Your assignment: Reproduce all of the data exactly.
** Data follows **
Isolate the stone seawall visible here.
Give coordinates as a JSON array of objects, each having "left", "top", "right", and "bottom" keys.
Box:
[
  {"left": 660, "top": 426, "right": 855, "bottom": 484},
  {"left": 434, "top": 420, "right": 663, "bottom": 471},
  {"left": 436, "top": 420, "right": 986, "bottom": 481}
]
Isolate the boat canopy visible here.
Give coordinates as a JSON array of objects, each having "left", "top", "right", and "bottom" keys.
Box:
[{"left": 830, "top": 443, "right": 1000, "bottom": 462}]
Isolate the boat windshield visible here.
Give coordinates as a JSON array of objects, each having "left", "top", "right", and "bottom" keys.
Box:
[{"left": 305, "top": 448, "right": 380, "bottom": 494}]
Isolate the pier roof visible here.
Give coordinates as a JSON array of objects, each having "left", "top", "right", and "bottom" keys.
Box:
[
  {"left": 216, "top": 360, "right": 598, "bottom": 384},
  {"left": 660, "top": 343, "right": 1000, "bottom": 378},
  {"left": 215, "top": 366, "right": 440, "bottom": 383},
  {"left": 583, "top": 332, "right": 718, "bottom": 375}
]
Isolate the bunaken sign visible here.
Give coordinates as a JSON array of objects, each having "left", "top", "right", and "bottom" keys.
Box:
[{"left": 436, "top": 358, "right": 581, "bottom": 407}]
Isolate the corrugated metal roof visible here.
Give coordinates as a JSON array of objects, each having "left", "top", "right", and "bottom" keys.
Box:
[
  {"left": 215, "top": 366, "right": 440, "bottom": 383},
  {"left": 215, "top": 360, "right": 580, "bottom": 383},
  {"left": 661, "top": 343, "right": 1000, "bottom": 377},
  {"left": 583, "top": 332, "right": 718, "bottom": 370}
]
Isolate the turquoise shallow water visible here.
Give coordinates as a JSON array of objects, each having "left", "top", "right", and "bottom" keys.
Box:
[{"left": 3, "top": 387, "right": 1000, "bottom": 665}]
** End of Data **
Response to this task:
Isolate the stone seawall visible here.
Give coordinates as a JSON array of objects, each having "left", "top", "right", and "bottom" keys.
Box:
[
  {"left": 660, "top": 426, "right": 855, "bottom": 484},
  {"left": 434, "top": 420, "right": 663, "bottom": 471},
  {"left": 436, "top": 420, "right": 986, "bottom": 481}
]
Isolate the boat canopy visible here.
Give coordinates as a JSON array of objects, each having "left", "top", "right", and "bottom" keys.
Box:
[{"left": 830, "top": 443, "right": 1000, "bottom": 462}]
Isolate the boat windshield visible here.
Give coordinates as a JSON array of objects, each having "left", "top", "right", and "bottom" keys.
Box:
[{"left": 305, "top": 448, "right": 380, "bottom": 494}]
Isolate the pier roof visible here.
Give coordinates as a JSON array of objects, each having "left", "top", "right", and "bottom" keys.
Box:
[
  {"left": 216, "top": 360, "right": 598, "bottom": 384},
  {"left": 660, "top": 343, "right": 1000, "bottom": 378},
  {"left": 215, "top": 366, "right": 440, "bottom": 383},
  {"left": 583, "top": 332, "right": 718, "bottom": 375}
]
Isolate the bunaken sign visible here.
Give coordinates as a JSON array of objects, each having "left", "top", "right", and "bottom" keys.
Box:
[{"left": 436, "top": 358, "right": 581, "bottom": 407}]
Isolate the corrugated metal roof visible here.
Give coordinates as a JSON array of objects, each having "left", "top", "right", and "bottom" keys.
Box:
[
  {"left": 215, "top": 366, "right": 440, "bottom": 383},
  {"left": 215, "top": 360, "right": 580, "bottom": 383},
  {"left": 661, "top": 343, "right": 1000, "bottom": 377},
  {"left": 583, "top": 332, "right": 718, "bottom": 370}
]
Isolate the turquoise shallow water visible here.
Give coordinates as a JSON array of objects, each having "left", "top", "right", and "bottom" keys.
Box:
[{"left": 3, "top": 387, "right": 1000, "bottom": 665}]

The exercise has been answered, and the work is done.